● Records shown
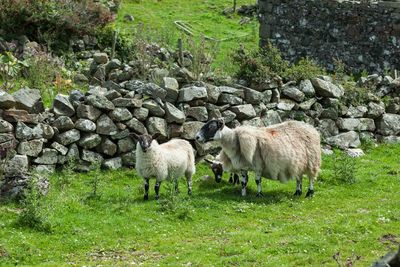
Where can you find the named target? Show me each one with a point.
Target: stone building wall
(365, 35)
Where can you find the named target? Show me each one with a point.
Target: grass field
(214, 227)
(204, 16)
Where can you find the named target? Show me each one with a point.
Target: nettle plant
(10, 68)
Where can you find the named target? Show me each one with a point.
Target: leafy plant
(344, 168)
(10, 68)
(203, 53)
(33, 213)
(53, 22)
(304, 69)
(171, 203)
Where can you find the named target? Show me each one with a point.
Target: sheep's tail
(191, 167)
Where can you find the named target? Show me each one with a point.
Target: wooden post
(114, 42)
(180, 51)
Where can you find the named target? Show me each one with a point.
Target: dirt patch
(389, 240)
(129, 257)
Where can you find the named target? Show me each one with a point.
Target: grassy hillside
(204, 16)
(215, 226)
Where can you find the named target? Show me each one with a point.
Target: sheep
(170, 160)
(278, 152)
(218, 170)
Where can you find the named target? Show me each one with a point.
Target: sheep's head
(144, 140)
(210, 131)
(217, 169)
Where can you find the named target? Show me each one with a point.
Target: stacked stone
(95, 127)
(362, 34)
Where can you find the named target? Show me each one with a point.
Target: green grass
(216, 226)
(204, 16)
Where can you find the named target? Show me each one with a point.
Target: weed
(304, 69)
(95, 182)
(10, 68)
(173, 204)
(33, 213)
(203, 54)
(344, 169)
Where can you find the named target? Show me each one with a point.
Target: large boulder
(157, 125)
(29, 100)
(344, 140)
(293, 93)
(120, 114)
(105, 126)
(88, 112)
(85, 125)
(190, 129)
(30, 148)
(154, 108)
(48, 157)
(326, 88)
(89, 140)
(100, 102)
(69, 137)
(6, 100)
(190, 93)
(62, 106)
(389, 124)
(5, 126)
(244, 112)
(17, 165)
(307, 88)
(63, 123)
(173, 114)
(112, 164)
(108, 147)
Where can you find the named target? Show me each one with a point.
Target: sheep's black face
(144, 141)
(210, 130)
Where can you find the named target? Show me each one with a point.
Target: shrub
(304, 69)
(344, 168)
(33, 213)
(251, 66)
(52, 22)
(10, 68)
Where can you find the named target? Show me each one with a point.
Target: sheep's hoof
(310, 193)
(298, 193)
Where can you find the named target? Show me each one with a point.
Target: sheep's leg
(157, 189)
(176, 185)
(244, 182)
(231, 178)
(310, 191)
(299, 186)
(189, 183)
(235, 178)
(259, 188)
(146, 189)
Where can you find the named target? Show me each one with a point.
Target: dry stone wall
(365, 35)
(94, 126)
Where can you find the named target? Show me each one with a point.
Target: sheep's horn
(209, 161)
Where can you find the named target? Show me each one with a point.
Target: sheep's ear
(209, 161)
(220, 123)
(134, 135)
(155, 136)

● Work item
Write out exactly each line of the entries, starting at the one containing "Target: shrub" and finishing with the last line.

● Task output
Target: shrub
(304, 69)
(344, 168)
(33, 213)
(251, 66)
(52, 22)
(10, 68)
Where can you find the named target? Show me each one with a point.
Target: sheep's hoof
(310, 193)
(298, 193)
Where can you find the named target? Show me each one with a point.
Target: sheep's leg
(157, 189)
(176, 185)
(244, 182)
(231, 178)
(310, 191)
(299, 186)
(189, 183)
(235, 178)
(259, 188)
(146, 189)
Where can you find the named target? Show me each one with a point.
Target: dry stone wall
(365, 35)
(94, 126)
Where can you find the named target? Show me each one with a point.
Target: sheep's horn
(209, 161)
Where can you find the named target? Show me each one with a point.
Target: sheep's ear
(209, 161)
(220, 123)
(134, 135)
(155, 136)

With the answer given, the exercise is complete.